WORK INSTRUCTION
Ignoring the pictures, repeat every entry below exactly as it appears.

────────────────

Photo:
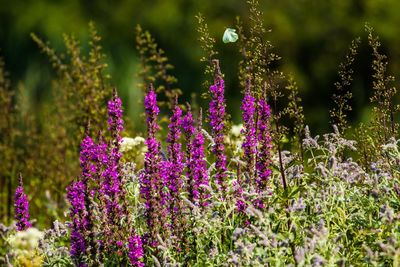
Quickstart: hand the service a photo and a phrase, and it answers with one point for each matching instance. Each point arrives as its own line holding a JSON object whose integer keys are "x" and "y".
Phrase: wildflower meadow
{"x": 195, "y": 188}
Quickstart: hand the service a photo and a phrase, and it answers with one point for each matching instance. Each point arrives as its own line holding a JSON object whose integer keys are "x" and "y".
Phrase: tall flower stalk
{"x": 77, "y": 213}
{"x": 249, "y": 131}
{"x": 21, "y": 205}
{"x": 264, "y": 150}
{"x": 135, "y": 251}
{"x": 198, "y": 165}
{"x": 152, "y": 183}
{"x": 112, "y": 187}
{"x": 188, "y": 130}
{"x": 175, "y": 182}
{"x": 217, "y": 122}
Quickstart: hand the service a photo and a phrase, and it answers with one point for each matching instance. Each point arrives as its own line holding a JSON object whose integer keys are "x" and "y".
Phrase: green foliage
{"x": 342, "y": 97}
{"x": 155, "y": 68}
{"x": 207, "y": 44}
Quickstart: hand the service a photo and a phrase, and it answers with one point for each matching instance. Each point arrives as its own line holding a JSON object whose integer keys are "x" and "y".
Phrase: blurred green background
{"x": 312, "y": 37}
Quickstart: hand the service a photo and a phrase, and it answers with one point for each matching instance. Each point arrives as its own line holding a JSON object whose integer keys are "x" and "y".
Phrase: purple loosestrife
{"x": 249, "y": 131}
{"x": 175, "y": 181}
{"x": 198, "y": 165}
{"x": 188, "y": 130}
{"x": 21, "y": 205}
{"x": 112, "y": 187}
{"x": 152, "y": 179}
{"x": 217, "y": 118}
{"x": 135, "y": 249}
{"x": 77, "y": 213}
{"x": 264, "y": 149}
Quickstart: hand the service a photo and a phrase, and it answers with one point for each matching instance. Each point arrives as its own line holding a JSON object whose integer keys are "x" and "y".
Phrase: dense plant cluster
{"x": 209, "y": 193}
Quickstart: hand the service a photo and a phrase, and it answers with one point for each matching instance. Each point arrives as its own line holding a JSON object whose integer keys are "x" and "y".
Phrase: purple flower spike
{"x": 76, "y": 197}
{"x": 135, "y": 251}
{"x": 264, "y": 148}
{"x": 115, "y": 122}
{"x": 21, "y": 205}
{"x": 198, "y": 165}
{"x": 217, "y": 117}
{"x": 152, "y": 180}
{"x": 250, "y": 139}
{"x": 175, "y": 154}
{"x": 112, "y": 186}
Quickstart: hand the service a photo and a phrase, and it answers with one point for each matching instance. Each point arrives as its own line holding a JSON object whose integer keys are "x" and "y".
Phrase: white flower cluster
{"x": 128, "y": 143}
{"x": 27, "y": 240}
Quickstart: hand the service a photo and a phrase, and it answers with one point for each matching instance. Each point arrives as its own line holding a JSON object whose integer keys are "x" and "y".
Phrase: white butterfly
{"x": 230, "y": 36}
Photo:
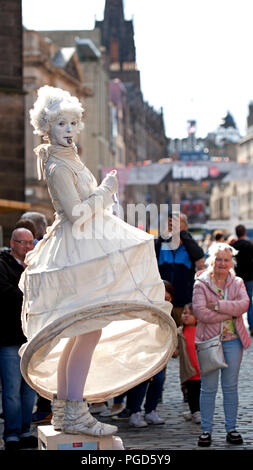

────────────────

WRITTEN REPLY
Photo:
Quickstart: hand the service a photo and a phrase, and it answers with one point for each matching instance. Each point arrives as its own line holding a JSON object whose integer keys are "x" and "y".
Phrase: wildflower meadow
{"x": 195, "y": 188}
Quickstart: hand the service a photo and a phrase, and it answers with one point for each matching instance. Each point arrives as its own line holding a JSON object whose integer keys are "x" and "y".
Phrase: tall flower stalk
{"x": 77, "y": 213}
{"x": 249, "y": 131}
{"x": 21, "y": 205}
{"x": 264, "y": 150}
{"x": 135, "y": 251}
{"x": 198, "y": 165}
{"x": 152, "y": 183}
{"x": 112, "y": 187}
{"x": 188, "y": 130}
{"x": 175, "y": 182}
{"x": 217, "y": 122}
Quickstart: hand the service a photo and a phrase, and it answers with one point for each matching instance. Each point arrives as its own line holding a JSON object whose integer keys are "x" and "y".
Phrase: green foliage
{"x": 342, "y": 97}
{"x": 155, "y": 68}
{"x": 207, "y": 44}
Quickstart: hand the service a photo and a phrase, and it answers with one point for each matching instance. Each point arrives as its own line holding a JSON object whose integer keys are "x" and "y".
Phrase: blurred green background
{"x": 312, "y": 37}
Quickstart: hand the service a photo and a phrase, and it answers with one point for each matching instance. Each point arrives as its own line holding a JSON object whose integer keys are "x" and "y".
Phrase: purple loosestrife
{"x": 249, "y": 131}
{"x": 175, "y": 181}
{"x": 198, "y": 165}
{"x": 188, "y": 130}
{"x": 21, "y": 205}
{"x": 112, "y": 187}
{"x": 152, "y": 179}
{"x": 217, "y": 118}
{"x": 135, "y": 249}
{"x": 77, "y": 213}
{"x": 264, "y": 149}
Quickstart: hand the service a photo and a phrase, and it answers with one point for each matching instance. Each point arrives as its own line holding a JSON object whose integer keys are "x" and "y".
Phrase: dense plant cluster
{"x": 209, "y": 193}
Quickstart: hand the service a photo and a phrase, and it answers with one point for each matching instance. Each point arrives as its own line holding a JSON object whose integer keys are "x" and "y".
Phrase: purple flower spike
{"x": 76, "y": 197}
{"x": 135, "y": 251}
{"x": 264, "y": 148}
{"x": 115, "y": 122}
{"x": 21, "y": 205}
{"x": 198, "y": 165}
{"x": 217, "y": 117}
{"x": 152, "y": 180}
{"x": 250, "y": 139}
{"x": 175, "y": 154}
{"x": 112, "y": 186}
Quickstart: hand the service a photo and a phrase, and it answers with one point for each matching instance. Each point arrives as its own line holding a JSON object whose integer keys are "x" and "y".
Phrase: white flower cluster
{"x": 128, "y": 143}
{"x": 27, "y": 240}
Quickstart: hand the service a photo and a phrase, and it answers with one point for each matching instance. Each point arrives as its own line holding a JSON object whose integer keys are "x" and "y".
Phrase: white butterfly
{"x": 230, "y": 36}
Photo:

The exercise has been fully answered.